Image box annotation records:

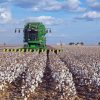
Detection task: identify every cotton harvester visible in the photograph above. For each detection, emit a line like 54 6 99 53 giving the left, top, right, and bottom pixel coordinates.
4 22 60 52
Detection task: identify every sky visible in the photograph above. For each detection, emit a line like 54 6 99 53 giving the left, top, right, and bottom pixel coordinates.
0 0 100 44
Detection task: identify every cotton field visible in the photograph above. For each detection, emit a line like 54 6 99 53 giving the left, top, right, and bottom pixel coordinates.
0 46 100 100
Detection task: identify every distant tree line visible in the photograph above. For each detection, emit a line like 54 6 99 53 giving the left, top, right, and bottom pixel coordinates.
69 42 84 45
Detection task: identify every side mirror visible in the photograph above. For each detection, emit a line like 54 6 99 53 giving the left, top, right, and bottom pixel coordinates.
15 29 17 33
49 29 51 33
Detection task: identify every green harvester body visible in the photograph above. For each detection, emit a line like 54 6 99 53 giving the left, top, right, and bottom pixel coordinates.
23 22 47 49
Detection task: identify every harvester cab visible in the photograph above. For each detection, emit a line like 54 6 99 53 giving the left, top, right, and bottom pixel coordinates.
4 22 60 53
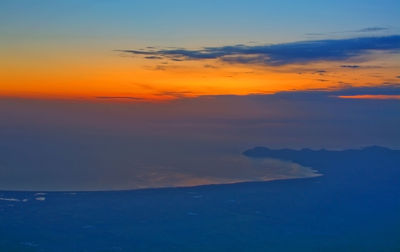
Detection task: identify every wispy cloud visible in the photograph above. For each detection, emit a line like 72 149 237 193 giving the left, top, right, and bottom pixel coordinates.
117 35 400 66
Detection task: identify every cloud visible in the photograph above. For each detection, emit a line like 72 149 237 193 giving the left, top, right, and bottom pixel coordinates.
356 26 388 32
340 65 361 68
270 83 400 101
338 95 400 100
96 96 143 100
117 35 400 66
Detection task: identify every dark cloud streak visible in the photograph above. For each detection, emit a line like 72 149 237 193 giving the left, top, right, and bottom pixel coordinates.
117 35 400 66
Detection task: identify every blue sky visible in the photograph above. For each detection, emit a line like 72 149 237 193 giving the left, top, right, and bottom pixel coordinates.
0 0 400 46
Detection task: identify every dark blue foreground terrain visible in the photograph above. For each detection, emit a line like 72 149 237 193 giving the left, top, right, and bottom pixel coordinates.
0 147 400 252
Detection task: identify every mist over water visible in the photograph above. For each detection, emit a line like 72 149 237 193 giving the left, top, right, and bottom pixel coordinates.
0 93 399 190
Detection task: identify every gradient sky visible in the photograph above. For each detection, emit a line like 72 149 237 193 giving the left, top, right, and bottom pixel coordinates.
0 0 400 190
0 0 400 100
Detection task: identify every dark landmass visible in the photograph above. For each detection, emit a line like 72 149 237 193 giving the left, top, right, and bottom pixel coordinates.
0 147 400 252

* * *

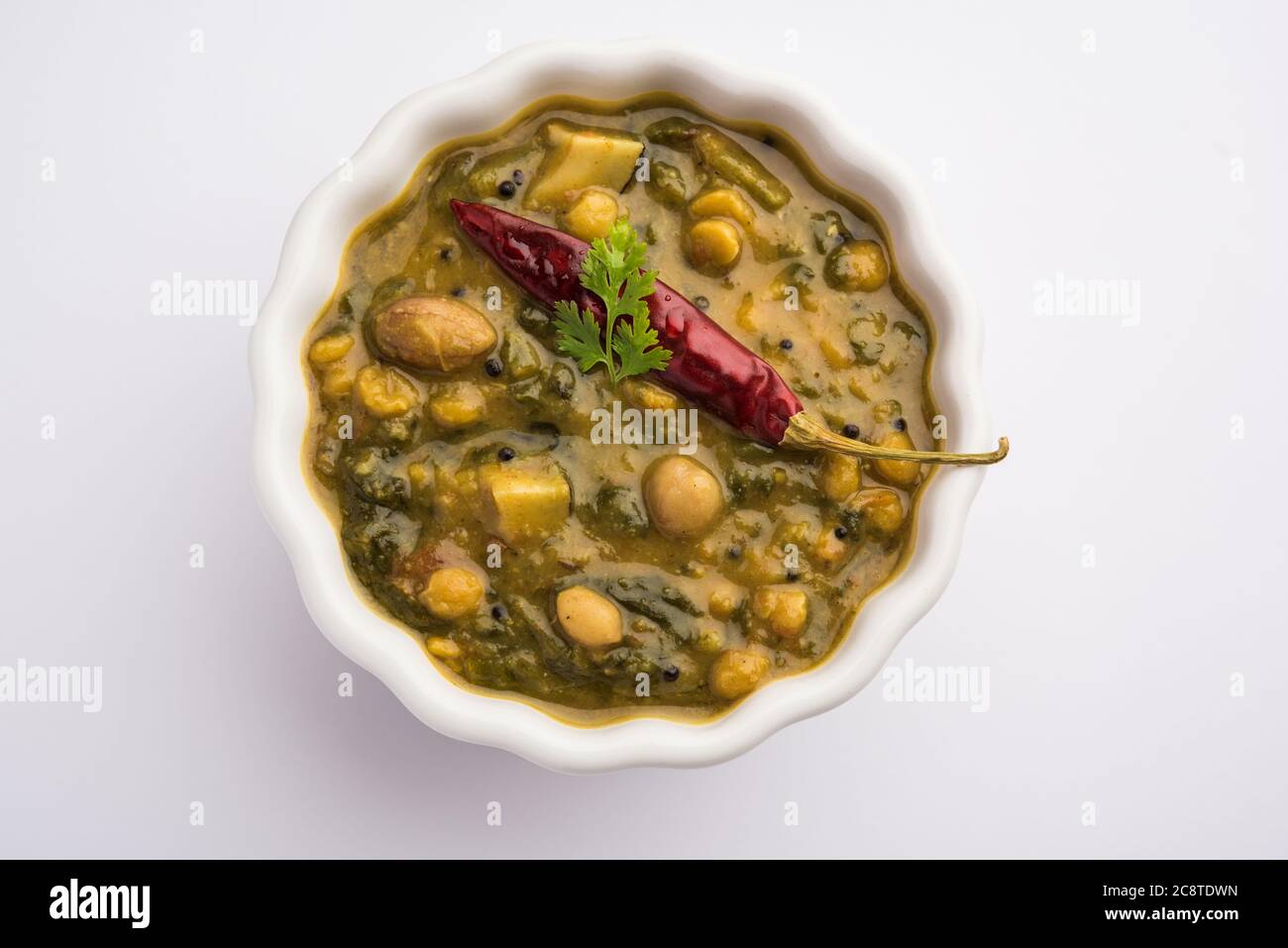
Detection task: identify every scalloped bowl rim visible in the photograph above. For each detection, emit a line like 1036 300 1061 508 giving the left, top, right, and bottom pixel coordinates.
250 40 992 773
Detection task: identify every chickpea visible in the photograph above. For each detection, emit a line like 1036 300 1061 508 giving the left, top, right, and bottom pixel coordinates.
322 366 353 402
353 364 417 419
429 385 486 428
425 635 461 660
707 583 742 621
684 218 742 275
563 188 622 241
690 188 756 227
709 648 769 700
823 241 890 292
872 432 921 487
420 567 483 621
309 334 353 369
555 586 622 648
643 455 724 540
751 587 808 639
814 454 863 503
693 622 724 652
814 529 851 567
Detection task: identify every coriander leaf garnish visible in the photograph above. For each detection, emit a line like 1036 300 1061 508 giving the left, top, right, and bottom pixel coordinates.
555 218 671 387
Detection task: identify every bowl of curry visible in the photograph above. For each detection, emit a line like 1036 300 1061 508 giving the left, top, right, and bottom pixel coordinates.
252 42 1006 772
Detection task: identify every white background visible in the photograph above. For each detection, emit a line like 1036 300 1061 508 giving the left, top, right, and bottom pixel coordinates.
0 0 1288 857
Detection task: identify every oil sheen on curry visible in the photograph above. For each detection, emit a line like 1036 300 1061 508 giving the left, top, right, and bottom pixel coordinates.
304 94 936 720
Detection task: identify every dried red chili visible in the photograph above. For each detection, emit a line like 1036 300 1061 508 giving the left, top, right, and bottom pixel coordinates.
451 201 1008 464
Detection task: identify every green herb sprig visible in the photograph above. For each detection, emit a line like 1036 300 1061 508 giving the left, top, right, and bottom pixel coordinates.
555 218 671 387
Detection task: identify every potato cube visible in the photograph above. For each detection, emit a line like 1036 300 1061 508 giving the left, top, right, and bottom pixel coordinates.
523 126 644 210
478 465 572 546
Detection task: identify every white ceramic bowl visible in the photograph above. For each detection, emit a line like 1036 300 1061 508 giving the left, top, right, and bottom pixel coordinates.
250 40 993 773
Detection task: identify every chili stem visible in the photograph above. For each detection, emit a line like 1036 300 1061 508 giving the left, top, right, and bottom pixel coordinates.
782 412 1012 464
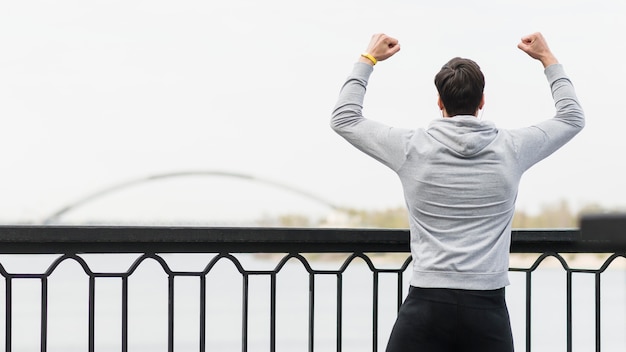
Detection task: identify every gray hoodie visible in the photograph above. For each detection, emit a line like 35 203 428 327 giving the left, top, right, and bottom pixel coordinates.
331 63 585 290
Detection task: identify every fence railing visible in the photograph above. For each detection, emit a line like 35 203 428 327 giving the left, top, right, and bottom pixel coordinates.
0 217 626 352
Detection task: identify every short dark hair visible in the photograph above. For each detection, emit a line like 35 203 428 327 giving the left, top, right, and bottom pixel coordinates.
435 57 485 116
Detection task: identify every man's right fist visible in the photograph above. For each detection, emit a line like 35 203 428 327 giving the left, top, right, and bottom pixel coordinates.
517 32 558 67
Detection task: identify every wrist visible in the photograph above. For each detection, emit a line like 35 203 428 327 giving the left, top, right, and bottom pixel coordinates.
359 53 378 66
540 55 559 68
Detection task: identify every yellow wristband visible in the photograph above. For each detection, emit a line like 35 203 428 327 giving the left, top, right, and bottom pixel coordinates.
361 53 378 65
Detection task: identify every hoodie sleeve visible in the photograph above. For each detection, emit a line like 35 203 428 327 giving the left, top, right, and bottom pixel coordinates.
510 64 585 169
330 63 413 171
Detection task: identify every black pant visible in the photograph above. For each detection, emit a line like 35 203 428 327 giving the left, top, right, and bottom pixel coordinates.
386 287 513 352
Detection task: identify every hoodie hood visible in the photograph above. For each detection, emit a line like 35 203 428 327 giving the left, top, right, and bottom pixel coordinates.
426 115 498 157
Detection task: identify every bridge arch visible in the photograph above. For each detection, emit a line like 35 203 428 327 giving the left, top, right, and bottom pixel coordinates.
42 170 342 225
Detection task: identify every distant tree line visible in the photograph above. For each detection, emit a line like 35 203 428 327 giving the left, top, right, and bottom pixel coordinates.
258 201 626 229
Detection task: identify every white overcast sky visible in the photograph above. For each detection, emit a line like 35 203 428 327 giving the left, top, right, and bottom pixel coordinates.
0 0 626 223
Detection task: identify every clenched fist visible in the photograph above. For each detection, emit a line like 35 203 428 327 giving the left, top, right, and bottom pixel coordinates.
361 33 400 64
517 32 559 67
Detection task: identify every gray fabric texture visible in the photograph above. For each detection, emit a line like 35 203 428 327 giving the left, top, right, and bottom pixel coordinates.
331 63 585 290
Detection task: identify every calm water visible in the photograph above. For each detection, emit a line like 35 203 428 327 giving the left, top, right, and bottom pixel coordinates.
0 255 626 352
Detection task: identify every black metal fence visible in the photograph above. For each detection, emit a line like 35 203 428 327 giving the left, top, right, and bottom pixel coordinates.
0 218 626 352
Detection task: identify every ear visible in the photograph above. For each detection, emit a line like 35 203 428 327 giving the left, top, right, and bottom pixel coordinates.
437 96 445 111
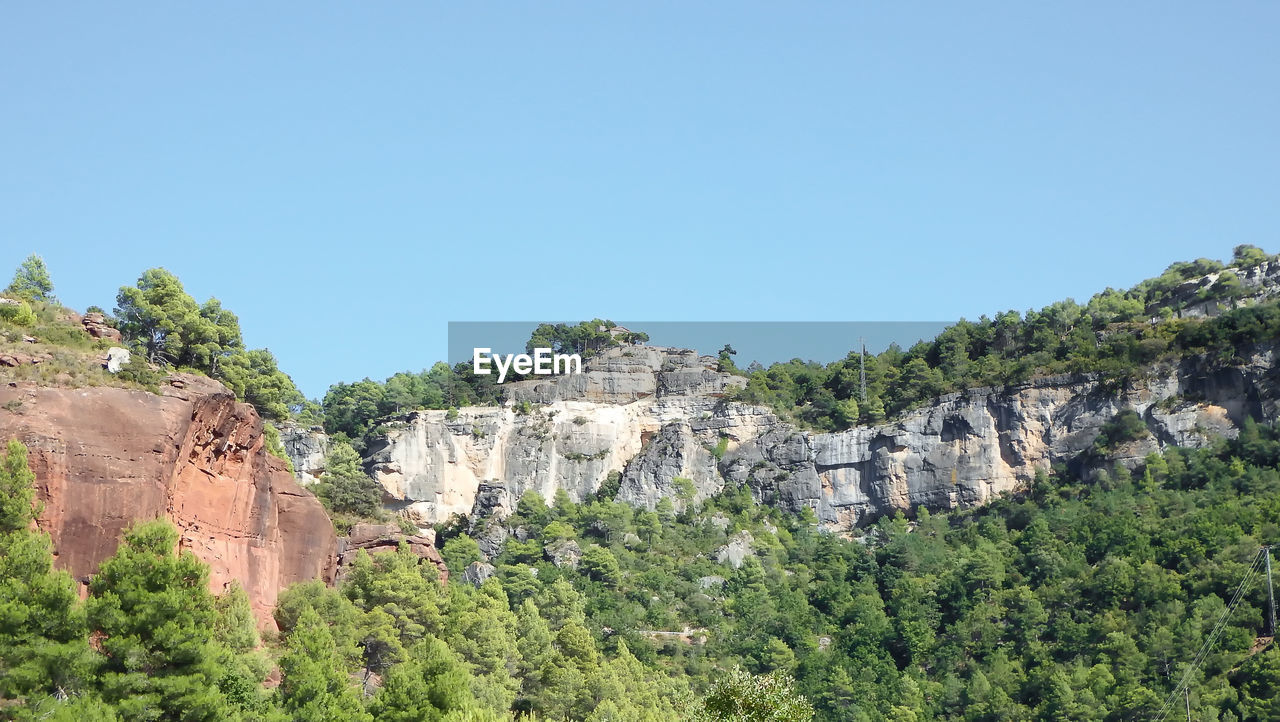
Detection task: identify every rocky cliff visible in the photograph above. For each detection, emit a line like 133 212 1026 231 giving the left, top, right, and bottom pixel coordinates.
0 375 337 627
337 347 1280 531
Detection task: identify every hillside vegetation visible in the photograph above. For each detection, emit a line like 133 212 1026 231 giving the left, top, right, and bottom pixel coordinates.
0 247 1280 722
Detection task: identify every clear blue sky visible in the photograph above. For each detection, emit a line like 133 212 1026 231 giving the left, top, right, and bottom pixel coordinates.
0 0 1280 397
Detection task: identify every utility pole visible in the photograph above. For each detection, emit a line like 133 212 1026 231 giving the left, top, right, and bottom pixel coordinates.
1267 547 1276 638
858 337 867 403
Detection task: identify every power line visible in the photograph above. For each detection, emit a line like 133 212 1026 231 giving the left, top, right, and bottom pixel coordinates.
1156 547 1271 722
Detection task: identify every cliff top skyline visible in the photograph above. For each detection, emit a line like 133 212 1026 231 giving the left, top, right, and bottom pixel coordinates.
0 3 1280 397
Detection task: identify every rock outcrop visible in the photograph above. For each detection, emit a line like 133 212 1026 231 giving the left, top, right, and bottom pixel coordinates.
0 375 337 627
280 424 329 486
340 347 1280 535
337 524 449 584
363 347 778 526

AIM OF THE EXERCISE — Copy the lines from the line with "Detection task: identify every white background" to the line with "0 0 1288 857", both included.

FULL SOLUTION —
Detection task: identify every white background visible in the photograph above. For each detection, emit a line like 1036 300 1061 508 giving the left, top, right, and bottom pixel coordinates.
0 0 1288 857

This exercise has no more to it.